* **Goal of the exercise**:
Please echo the lines below word for word, from the line containing "Trace the outline of every instance of the sky" through the end of the lines.

* **Records for processing**:
------------------------------

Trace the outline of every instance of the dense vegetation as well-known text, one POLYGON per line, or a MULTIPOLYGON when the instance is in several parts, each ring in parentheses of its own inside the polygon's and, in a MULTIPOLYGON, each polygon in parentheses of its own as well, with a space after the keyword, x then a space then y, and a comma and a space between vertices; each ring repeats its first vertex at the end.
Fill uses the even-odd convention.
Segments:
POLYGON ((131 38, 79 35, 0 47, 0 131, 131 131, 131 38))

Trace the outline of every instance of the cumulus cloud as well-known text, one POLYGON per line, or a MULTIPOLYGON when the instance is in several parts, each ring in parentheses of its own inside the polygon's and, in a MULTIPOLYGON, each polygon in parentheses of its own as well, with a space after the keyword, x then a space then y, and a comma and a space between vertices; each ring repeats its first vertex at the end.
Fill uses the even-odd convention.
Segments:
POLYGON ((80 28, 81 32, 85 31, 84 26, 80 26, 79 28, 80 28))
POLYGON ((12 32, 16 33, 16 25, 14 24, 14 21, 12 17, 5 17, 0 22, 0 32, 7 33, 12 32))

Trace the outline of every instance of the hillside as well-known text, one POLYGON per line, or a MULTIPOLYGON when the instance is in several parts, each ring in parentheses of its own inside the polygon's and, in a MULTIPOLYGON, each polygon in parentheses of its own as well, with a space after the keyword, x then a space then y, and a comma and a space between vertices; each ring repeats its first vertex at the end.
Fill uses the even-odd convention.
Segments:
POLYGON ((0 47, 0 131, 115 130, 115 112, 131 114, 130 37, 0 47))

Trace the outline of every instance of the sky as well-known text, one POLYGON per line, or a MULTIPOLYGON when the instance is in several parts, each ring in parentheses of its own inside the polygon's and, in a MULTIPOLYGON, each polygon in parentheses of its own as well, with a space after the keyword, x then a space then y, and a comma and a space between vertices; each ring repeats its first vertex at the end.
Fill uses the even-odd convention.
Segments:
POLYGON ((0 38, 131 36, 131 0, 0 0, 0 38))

------------------------------

* **Solved exercise**:
Trace the outline of every instance of the sky as well-known text, one POLYGON per line, or a MULTIPOLYGON when the instance is in several parts, each ring in parentheses of its own inside the polygon's and, in a MULTIPOLYGON, each polygon in parentheses of its own as well, with a space after the keyword, x then a space then y, and a comma and a space between vertices; each ring repeats its first vertex at the end.
Fill uses the even-odd convention.
Segments:
POLYGON ((0 38, 131 36, 131 0, 0 0, 0 38))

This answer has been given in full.